What is expected →
Please retype all the records below exactly as they read.

(Collected data)
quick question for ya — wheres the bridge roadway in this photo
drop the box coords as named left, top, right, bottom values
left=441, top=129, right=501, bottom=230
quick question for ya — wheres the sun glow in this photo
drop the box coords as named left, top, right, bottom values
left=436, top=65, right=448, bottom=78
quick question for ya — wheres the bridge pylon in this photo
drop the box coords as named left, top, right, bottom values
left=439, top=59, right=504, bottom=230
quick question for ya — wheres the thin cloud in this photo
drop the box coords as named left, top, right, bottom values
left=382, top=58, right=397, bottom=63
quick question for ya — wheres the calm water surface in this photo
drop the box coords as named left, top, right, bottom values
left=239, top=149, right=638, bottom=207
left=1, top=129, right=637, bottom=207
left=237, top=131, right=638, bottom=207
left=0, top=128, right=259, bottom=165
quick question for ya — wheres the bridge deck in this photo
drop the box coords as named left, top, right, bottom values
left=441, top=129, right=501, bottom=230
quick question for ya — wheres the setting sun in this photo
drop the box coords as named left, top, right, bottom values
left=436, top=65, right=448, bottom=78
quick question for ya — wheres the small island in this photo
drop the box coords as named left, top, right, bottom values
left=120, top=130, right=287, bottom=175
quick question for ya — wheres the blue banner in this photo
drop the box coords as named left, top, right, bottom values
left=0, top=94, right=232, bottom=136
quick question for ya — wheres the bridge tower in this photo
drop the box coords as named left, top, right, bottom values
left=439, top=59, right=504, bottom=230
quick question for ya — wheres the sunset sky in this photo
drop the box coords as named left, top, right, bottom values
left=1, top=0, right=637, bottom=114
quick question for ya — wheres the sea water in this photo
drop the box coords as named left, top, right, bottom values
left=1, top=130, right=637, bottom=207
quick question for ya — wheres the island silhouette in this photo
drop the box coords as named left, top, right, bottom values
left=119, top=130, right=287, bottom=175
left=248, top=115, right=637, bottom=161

Your response →
quick question for ya — wheres the bridge roadway in this photo
drop the box coords as named left, top, right, bottom values
left=441, top=129, right=501, bottom=230
quick question for ya — wheres the sun glow in this photo
drop the box coords as named left, top, right, bottom values
left=436, top=65, right=448, bottom=78
quick question for ya — wheres the bridge pylon in this photo
drop the box coords as named left, top, right, bottom values
left=439, top=59, right=504, bottom=230
quick question for ya — wheres the thin cloud in this photo
drop the box coords as named left, top, right, bottom values
left=382, top=58, right=397, bottom=63
quick question for ya — wheres the calm water surface in this photo
drop the box coords as named left, top, right, bottom values
left=239, top=149, right=638, bottom=207
left=1, top=129, right=637, bottom=207
left=237, top=131, right=638, bottom=207
left=0, top=128, right=259, bottom=165
quick question for ya — wheres the bridge deck in this photo
drop the box coords as named left, top, right, bottom values
left=441, top=129, right=501, bottom=230
quick question for ya — wheres the setting sun in this photo
drop the box coords as named left, top, right, bottom values
left=436, top=65, right=448, bottom=78
quick question for ya — wheres the small island in this photo
drop the box coords as named left, top, right, bottom values
left=120, top=130, right=287, bottom=175
quick question for ya — wheres the blue banner in this photo
drop the box coords as named left, top, right, bottom values
left=0, top=94, right=232, bottom=136
quick question for ya — wheres the bridge tower in this photo
drop the box coords as named left, top, right, bottom values
left=439, top=59, right=504, bottom=230
quick question for ya — wheres the sunset sky in this photo
drop the box coords as named left, top, right, bottom values
left=1, top=0, right=637, bottom=114
quick question for ya — wheres the sea water in this photo
drop the box coords as named left, top, right, bottom values
left=1, top=130, right=637, bottom=207
quick question for ya — wheres the island silhouette in this photo
drop the box coords as named left, top, right, bottom values
left=119, top=130, right=287, bottom=175
left=248, top=115, right=637, bottom=161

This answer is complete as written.